To be done:
Rewrite every one of the rows below with "pixel coordinates" changed to "pixel positions" and nothing else altered. Leave the pictures out of your answer.

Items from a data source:
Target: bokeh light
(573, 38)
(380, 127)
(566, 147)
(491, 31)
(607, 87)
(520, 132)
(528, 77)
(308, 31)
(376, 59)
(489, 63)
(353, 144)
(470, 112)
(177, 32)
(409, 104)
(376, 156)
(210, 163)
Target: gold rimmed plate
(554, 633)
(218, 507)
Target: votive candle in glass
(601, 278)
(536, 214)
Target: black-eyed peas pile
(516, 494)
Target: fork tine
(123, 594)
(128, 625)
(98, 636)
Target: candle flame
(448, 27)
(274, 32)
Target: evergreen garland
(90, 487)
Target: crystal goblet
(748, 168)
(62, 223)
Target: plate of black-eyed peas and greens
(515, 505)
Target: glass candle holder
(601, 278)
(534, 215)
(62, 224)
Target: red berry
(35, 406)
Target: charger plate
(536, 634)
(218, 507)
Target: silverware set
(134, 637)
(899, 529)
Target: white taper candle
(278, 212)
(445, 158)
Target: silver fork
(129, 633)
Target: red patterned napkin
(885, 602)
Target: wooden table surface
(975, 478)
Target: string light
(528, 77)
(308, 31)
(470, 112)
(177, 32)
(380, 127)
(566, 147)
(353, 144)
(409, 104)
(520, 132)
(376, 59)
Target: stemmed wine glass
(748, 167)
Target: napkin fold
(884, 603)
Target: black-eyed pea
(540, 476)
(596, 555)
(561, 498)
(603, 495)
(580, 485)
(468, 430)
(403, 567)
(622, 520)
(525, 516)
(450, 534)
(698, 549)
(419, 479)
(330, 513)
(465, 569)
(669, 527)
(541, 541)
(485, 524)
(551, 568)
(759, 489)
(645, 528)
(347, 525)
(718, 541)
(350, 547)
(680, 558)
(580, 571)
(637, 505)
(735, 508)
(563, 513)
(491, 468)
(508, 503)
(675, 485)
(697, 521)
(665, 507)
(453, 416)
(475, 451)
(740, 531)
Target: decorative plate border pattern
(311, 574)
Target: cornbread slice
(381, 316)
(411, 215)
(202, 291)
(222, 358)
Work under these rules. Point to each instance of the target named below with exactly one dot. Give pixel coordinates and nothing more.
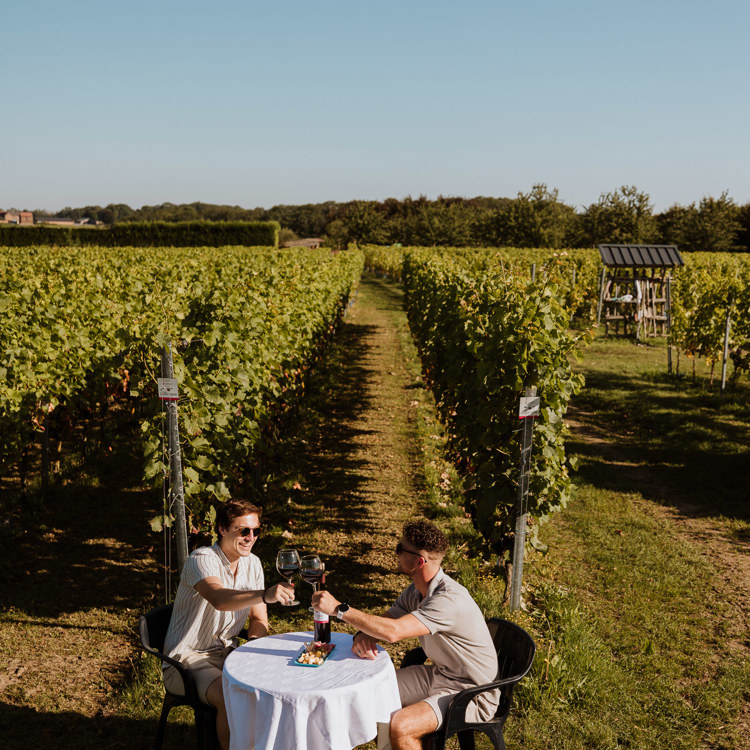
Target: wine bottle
(322, 631)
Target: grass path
(78, 578)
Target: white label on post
(529, 407)
(167, 389)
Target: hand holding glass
(287, 563)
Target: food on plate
(315, 653)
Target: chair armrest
(413, 657)
(188, 682)
(455, 718)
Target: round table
(274, 704)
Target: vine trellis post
(168, 395)
(725, 355)
(528, 409)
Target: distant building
(16, 217)
(58, 221)
(311, 242)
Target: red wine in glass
(287, 563)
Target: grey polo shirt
(459, 643)
(196, 625)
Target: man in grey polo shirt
(220, 587)
(451, 630)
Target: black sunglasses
(246, 531)
(400, 548)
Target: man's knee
(215, 694)
(412, 721)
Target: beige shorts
(205, 666)
(425, 683)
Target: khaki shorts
(425, 683)
(205, 666)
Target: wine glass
(287, 563)
(311, 570)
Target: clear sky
(253, 103)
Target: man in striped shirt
(220, 587)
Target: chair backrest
(515, 655)
(153, 628)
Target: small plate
(299, 663)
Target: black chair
(515, 654)
(153, 629)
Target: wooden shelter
(634, 289)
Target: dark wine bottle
(322, 631)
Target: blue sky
(260, 103)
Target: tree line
(538, 218)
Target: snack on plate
(315, 653)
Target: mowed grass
(642, 637)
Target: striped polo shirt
(196, 625)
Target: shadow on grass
(86, 547)
(673, 443)
(23, 728)
(323, 449)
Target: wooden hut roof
(643, 256)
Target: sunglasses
(246, 531)
(400, 548)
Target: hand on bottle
(325, 602)
(365, 646)
(280, 592)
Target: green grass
(641, 640)
(635, 637)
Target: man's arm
(381, 628)
(257, 626)
(230, 600)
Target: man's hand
(365, 646)
(280, 592)
(325, 602)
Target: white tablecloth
(273, 704)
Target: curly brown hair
(227, 511)
(426, 537)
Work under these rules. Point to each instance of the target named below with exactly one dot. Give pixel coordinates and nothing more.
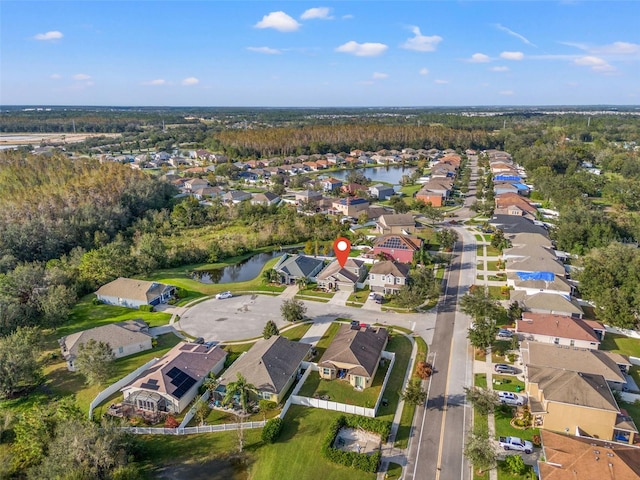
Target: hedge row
(359, 461)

Answer below:
Target: bokeh light
(573, 38)
(380, 127)
(566, 147)
(491, 31)
(607, 87)
(520, 132)
(528, 77)
(308, 31)
(376, 59)
(489, 63)
(353, 144)
(470, 112)
(177, 32)
(409, 104)
(376, 156)
(210, 163)
Target: gold rimmed plate
(554, 633)
(218, 507)
Target: votive candle in glass
(601, 278)
(536, 214)
Target: black-eyed peas pile
(516, 494)
Target: fork tine
(123, 594)
(128, 625)
(98, 636)
Target: candle flame
(448, 27)
(274, 32)
Target: evergreen garland
(90, 487)
Target: crystal goblet
(748, 168)
(62, 223)
Target: plate of black-eyed peas and greens
(515, 505)
Target: glass candle holder
(601, 278)
(534, 215)
(62, 224)
Target: red berry
(35, 406)
Target: charger plate
(536, 634)
(218, 507)
Target: silverware set
(134, 637)
(899, 529)
Target: white taper candle
(278, 212)
(445, 158)
Target: silver fork
(129, 633)
Target: red patterned napkin
(885, 602)
Target: wooden table surface
(975, 478)
Target: string light
(528, 77)
(308, 31)
(470, 112)
(177, 32)
(380, 127)
(566, 147)
(353, 144)
(409, 104)
(520, 132)
(376, 59)
Target: stemmed wine glass
(748, 167)
Target: napkin fold
(884, 603)
Target: black-eyed pea
(540, 476)
(596, 555)
(561, 498)
(603, 495)
(580, 485)
(468, 430)
(403, 567)
(622, 520)
(525, 516)
(450, 534)
(698, 549)
(419, 479)
(330, 513)
(465, 569)
(669, 527)
(541, 541)
(485, 524)
(551, 568)
(759, 489)
(645, 528)
(347, 525)
(718, 541)
(350, 547)
(680, 558)
(580, 571)
(637, 505)
(735, 508)
(563, 513)
(491, 468)
(508, 503)
(675, 485)
(697, 521)
(665, 507)
(453, 416)
(475, 451)
(740, 531)
Target: decorative plate border pattern
(311, 574)
Target: cornbread slice
(381, 316)
(411, 215)
(202, 291)
(222, 358)
Work under these rules. Point to each instance of the target named below with exactly one dot. Give pixel positions and nothing more.
Target: wine bottle
(322, 631)
Target: grass path
(78, 578)
Target: white label on post
(529, 407)
(167, 389)
Target: hand holding glass
(287, 563)
Target: food on plate
(315, 653)
Target: chair armrest
(413, 657)
(188, 682)
(455, 718)
Target: round table
(274, 704)
Target: vine trellis post
(168, 395)
(725, 355)
(528, 409)
Target: distant building
(16, 217)
(58, 221)
(311, 242)
Target: red wine in glass
(287, 563)
Target: grey polo shirt
(459, 643)
(196, 625)
Target: man in grey polo shirt
(220, 587)
(451, 630)
Target: black sunglasses
(246, 531)
(400, 548)
Target: man's knee
(215, 694)
(412, 721)
Target: beige shorts
(205, 666)
(425, 683)
Target: khaki shorts
(425, 683)
(205, 666)
Target: wine glass
(287, 563)
(311, 570)
Target: clear sky
(253, 103)
Target: man in striped shirt
(220, 587)
Target: chair backrest
(515, 655)
(153, 628)
Target: small plate
(299, 663)
Target: black chair
(515, 654)
(153, 629)
Target: wooden shelter
(634, 289)
Target: dark wine bottle
(322, 631)
Target: blue sky
(260, 103)
Target: tree line
(538, 218)
Target: snack on plate
(315, 653)
Target: mowed grass
(642, 637)
Target: striped polo shirt
(196, 625)
Target: shadow on grass
(86, 547)
(673, 443)
(23, 728)
(323, 449)
Target: wooden hut roof
(643, 256)
Target: sunglasses
(246, 531)
(400, 548)
Target: hand on bottle
(325, 602)
(365, 646)
(280, 592)
Target: green grass
(641, 640)
(635, 637)
Target: man's arm
(381, 628)
(257, 626)
(230, 600)
Target: man's hand
(365, 646)
(280, 592)
(325, 602)
Target: white tablecloth
(273, 704)
Target: curly brown hair
(227, 511)
(426, 537)
Work under these rules. Point to each instance of the target named below with exactly one dot. Give pixel positions and nothing more.
Target: hedge row
(359, 461)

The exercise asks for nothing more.